Selected excerpt START
14 August 2007

The "lights out" puzzle

Remember the puzzle Lights Out? You have a five by five array of buttons with lights under them. When you push one of the buttons, that button and its neighbors to the north, south, east, and west are toggled -- they turn on if they were off, and off if they were on. You start with some random configuration of lights, and the object is to turn them all off.

I remember being very frustrated by the physical version of this puzzle when I first encountered it, because I could never get it to work. It's easy to get most of the lights out, not surprisingly, but hard to get all of them.

It turns out there's a solution, but it's kind of frustrating in that it involves a lookup table. Basically, you look at the first row; whichever lights are on, you press the corresponding lights in the second row. Now, whichever lights are on in the second row, you press the corresponding lights in the third row, and so on. (This is known as "chasing the lights".) Now some lights in the bottom row are on. You then press some apparently randomly selected lights in the top row, according to the table, and repeat; when you get to the bottom this time, all the lights will be off.
Selected excerpt END
> What you need to do:
A. Reproduce the passage on the Lights Out puzzle word for word, from "14 August 2007" to "all of them.".
B. Continue the piece on the Lights Out puzzle with the passage that would follow its final sentence.
Recorded data START
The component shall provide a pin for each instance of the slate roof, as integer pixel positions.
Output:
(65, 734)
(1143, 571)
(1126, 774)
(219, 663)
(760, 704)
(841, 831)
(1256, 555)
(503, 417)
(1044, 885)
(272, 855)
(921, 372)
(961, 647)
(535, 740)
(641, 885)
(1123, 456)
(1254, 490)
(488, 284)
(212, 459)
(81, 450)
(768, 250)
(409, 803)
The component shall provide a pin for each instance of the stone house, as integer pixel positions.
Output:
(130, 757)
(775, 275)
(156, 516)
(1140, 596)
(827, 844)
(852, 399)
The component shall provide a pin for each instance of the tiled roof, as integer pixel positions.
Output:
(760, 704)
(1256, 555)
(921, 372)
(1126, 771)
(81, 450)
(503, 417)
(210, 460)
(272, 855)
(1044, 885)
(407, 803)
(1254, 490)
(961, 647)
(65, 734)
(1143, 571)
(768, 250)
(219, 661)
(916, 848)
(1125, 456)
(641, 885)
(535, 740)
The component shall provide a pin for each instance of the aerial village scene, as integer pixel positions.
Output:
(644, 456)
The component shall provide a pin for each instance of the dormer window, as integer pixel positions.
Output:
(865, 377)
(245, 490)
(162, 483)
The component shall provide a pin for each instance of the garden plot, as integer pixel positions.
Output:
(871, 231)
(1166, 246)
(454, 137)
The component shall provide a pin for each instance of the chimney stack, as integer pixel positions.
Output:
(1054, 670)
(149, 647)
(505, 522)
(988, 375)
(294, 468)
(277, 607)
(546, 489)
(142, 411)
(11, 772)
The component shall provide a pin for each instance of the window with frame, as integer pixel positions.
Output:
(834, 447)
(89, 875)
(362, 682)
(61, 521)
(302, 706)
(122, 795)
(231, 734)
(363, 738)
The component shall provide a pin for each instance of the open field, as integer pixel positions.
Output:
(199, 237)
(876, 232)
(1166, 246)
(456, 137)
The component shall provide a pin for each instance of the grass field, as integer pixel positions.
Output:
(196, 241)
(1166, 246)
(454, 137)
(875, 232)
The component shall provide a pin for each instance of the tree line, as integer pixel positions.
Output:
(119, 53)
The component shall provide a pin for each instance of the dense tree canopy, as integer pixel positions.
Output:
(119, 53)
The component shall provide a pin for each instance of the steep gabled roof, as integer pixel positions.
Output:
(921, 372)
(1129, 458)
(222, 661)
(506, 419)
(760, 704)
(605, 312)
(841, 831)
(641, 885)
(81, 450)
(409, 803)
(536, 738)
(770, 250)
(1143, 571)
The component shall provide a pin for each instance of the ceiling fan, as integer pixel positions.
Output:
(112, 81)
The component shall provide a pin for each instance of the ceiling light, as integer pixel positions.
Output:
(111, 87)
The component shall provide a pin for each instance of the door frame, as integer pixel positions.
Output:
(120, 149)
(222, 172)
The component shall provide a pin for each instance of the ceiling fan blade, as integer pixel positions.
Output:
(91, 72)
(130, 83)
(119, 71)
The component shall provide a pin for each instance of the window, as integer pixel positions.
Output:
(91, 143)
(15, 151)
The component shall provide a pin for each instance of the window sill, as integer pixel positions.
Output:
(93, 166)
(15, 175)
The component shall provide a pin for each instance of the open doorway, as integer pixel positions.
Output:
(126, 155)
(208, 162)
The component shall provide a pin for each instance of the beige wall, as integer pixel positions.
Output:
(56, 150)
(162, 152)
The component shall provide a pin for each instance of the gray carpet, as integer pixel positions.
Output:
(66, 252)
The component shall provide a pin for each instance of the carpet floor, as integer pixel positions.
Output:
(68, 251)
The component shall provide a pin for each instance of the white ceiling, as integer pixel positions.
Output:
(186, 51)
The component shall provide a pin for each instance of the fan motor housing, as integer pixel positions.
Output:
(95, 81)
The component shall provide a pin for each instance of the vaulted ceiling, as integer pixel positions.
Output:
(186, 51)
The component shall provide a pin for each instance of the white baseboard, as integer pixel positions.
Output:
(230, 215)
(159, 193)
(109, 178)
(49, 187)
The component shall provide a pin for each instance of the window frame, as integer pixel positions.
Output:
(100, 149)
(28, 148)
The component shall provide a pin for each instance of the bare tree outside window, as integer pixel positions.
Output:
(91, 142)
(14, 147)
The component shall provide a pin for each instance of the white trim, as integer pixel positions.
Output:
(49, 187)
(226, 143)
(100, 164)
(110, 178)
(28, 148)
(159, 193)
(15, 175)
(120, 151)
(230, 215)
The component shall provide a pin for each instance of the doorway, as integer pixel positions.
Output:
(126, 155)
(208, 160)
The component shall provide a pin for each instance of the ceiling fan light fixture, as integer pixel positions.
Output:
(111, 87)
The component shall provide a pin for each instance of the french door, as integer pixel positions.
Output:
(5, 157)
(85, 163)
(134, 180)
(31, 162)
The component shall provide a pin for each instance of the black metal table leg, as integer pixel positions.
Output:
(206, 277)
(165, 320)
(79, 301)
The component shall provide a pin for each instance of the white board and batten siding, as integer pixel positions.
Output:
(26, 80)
Recorded data END
> Numbered responses:
A.
14 August 2007

The "lights out" puzzle

Remember the puzzle Lights Out? You have a five by five array of buttons with lights under them. When you push one of the buttons, that button and its neighbors to the north, south, east, and west are toggled -- they turn on if they were off, and off if they were on. You start with some random configuration of lights, and the object is to turn them all off.

I remember being very frustrated by the physical version of this puzzle when I first encountered it, because I could never get it to work. It's easy to get most of the lights out, not surprisingly, but hard to get all of them.

B.
This is very inefficient. For one thing, you can see that the order in which the lights are pressed doesn't matter (unlike, say, the Rubik's cube) -- what determines whether a light is on is just its starting position, and the parity of the number of times it and its neighbors have been pressed. Furthermore, if you press a light twice that's the same as not pressing it at all, and this solution in general leads to pressing a lot of lights twice.

In a 9-by-9 version of the puzzle, it turns out that there are only two possibilities for the final row if you do the analogous thing; either all the lights are off (and then you win) or the first, third, fifth, seventh, and ninth lights are on. Then you press the square in the upper right corner and repeat the whole procedure. It looks to me (although I don't have that many 9-by-9 examples of the puzzle, and so can't be sure) that pressing the upper left square toggles the puzzle between these two things, so there ought to be a solution of this form:
- press, or don't press, the top left square.
- proceed by the "chasing the light" method.

In either of these cases one can find a better (although not quite minimal) solution for any starting configuration, by doing the two-pass chasing-the-lights algorithm, noting which buttons one pressed, and then starting from the same original configuration, not pressing those buttons which were pressed twice the first time. For example, today's 9-by-9 lights out at logicgamesonline.com is solved in 58 moves by the crude two-pass method; it turns out that there are ten lights which are pushed on each pass, so eliminating the corresponding 20 presses, one can solve it in 38 moves. (The web site claims there's a 28-move solution, but I'm not bored enough to look for it.)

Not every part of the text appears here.